╭─ DATA SHOWN

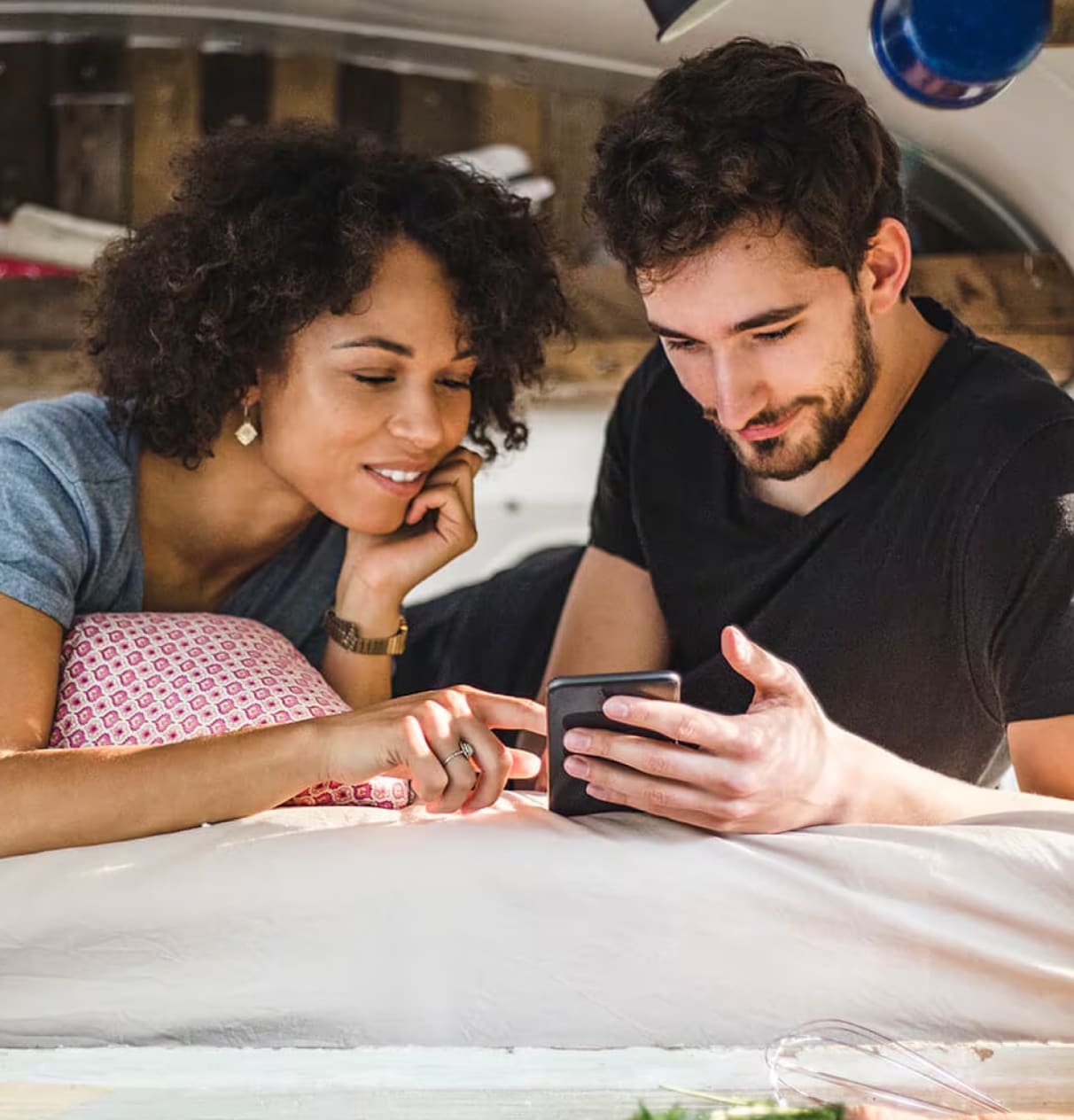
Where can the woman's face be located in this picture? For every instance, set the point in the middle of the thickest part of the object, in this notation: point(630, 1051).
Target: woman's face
point(370, 401)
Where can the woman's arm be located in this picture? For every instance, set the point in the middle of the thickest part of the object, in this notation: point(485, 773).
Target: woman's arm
point(54, 798)
point(378, 572)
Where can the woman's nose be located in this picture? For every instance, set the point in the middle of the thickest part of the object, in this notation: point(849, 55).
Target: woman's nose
point(418, 421)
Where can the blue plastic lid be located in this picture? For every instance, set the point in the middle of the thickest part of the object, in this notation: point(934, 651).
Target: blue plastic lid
point(956, 53)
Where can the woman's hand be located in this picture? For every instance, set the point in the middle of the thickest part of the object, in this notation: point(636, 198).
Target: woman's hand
point(419, 737)
point(438, 526)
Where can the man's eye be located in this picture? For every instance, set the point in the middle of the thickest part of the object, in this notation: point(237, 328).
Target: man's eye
point(774, 336)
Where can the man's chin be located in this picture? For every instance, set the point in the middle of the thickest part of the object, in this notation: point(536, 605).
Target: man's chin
point(772, 458)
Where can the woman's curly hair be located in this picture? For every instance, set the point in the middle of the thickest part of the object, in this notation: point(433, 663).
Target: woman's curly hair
point(746, 131)
point(272, 226)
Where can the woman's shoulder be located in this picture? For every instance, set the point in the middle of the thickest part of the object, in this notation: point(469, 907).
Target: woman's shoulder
point(71, 436)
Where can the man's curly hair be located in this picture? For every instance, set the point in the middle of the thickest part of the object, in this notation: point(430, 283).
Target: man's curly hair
point(272, 226)
point(746, 132)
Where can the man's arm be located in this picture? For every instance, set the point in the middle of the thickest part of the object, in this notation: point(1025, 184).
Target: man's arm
point(784, 765)
point(1043, 754)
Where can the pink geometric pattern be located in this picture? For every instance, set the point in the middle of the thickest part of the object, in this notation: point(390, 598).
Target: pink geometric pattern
point(152, 678)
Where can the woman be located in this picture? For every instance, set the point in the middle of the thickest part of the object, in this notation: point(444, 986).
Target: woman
point(289, 360)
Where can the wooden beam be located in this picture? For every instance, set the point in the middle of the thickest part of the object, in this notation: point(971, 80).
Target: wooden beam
point(36, 374)
point(569, 131)
point(512, 114)
point(167, 109)
point(26, 173)
point(437, 115)
point(1000, 292)
point(1062, 24)
point(305, 88)
point(42, 313)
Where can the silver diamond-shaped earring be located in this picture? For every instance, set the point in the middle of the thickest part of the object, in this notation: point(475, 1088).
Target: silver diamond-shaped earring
point(246, 432)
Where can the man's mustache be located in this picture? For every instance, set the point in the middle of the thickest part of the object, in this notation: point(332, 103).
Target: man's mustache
point(767, 416)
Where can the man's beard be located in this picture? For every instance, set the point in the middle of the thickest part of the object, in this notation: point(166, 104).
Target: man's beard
point(772, 458)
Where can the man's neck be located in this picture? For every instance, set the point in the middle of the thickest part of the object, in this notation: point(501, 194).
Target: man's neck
point(905, 345)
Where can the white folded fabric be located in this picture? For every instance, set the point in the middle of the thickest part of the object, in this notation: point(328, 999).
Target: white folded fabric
point(515, 928)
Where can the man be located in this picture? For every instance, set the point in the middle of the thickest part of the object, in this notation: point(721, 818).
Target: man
point(844, 518)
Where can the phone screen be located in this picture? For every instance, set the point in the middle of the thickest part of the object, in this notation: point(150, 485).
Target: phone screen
point(578, 701)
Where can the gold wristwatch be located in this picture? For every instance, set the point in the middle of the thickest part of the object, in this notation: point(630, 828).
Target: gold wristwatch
point(346, 634)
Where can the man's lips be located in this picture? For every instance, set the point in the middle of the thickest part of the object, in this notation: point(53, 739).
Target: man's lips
point(757, 432)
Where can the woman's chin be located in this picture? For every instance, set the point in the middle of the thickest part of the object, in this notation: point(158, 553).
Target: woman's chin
point(376, 522)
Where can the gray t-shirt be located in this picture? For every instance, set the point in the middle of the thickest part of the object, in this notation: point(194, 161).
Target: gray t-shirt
point(69, 539)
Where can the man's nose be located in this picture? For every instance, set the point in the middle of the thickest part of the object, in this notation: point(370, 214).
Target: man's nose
point(733, 393)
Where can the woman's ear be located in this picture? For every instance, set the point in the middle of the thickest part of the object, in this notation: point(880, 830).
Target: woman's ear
point(886, 268)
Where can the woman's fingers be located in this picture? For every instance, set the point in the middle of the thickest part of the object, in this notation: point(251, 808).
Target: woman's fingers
point(427, 775)
point(453, 478)
point(489, 767)
point(423, 741)
point(515, 713)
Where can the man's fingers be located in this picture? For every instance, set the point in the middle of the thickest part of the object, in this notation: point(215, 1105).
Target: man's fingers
point(764, 670)
point(722, 776)
point(623, 786)
point(682, 722)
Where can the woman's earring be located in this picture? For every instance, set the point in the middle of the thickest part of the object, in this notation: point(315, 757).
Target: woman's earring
point(246, 432)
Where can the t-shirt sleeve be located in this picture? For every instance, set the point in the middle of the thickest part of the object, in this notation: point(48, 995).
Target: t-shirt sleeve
point(43, 540)
point(1019, 582)
point(611, 525)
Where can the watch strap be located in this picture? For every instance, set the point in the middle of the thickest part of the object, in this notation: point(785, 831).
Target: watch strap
point(346, 634)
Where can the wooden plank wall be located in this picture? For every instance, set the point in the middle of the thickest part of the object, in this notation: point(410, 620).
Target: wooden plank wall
point(90, 126)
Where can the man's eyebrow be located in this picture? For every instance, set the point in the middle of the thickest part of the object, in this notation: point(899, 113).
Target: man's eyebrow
point(763, 319)
point(385, 344)
point(767, 318)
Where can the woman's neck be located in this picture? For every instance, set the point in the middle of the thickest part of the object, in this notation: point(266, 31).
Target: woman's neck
point(204, 531)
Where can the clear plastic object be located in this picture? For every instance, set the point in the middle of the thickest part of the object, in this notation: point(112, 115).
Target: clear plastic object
point(833, 1062)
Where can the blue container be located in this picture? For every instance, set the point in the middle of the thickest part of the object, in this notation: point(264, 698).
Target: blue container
point(954, 54)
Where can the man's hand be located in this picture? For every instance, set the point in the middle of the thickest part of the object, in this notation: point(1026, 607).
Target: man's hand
point(782, 765)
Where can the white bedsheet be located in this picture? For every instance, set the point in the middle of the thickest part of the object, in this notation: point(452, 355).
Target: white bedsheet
point(514, 928)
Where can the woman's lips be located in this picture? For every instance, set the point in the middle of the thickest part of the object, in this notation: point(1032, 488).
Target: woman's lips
point(400, 490)
point(757, 432)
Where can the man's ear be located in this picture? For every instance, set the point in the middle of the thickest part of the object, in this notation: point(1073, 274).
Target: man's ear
point(886, 268)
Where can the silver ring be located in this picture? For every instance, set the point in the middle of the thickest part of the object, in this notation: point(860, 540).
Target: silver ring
point(466, 751)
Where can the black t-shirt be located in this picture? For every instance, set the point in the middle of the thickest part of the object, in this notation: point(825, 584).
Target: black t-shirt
point(928, 603)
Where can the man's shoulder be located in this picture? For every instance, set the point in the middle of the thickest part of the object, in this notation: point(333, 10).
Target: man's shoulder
point(652, 380)
point(71, 436)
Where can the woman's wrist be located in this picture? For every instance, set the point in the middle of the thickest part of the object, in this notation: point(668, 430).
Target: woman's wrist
point(376, 613)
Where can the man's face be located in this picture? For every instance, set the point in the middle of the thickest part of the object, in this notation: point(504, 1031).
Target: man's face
point(777, 352)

╰─

**WHAT IS REQUIRED:**
Pull out, word for word, every line from the start of the entries through the line containing "point(370, 401)", with both ends included and the pictures left out.

**WRITTEN ANSWER:**
Where can the woman's face be located in this picture? For every instance, set the point in the middle of the thickest part of the object, in this notation: point(630, 1051).
Target: woman's face
point(370, 401)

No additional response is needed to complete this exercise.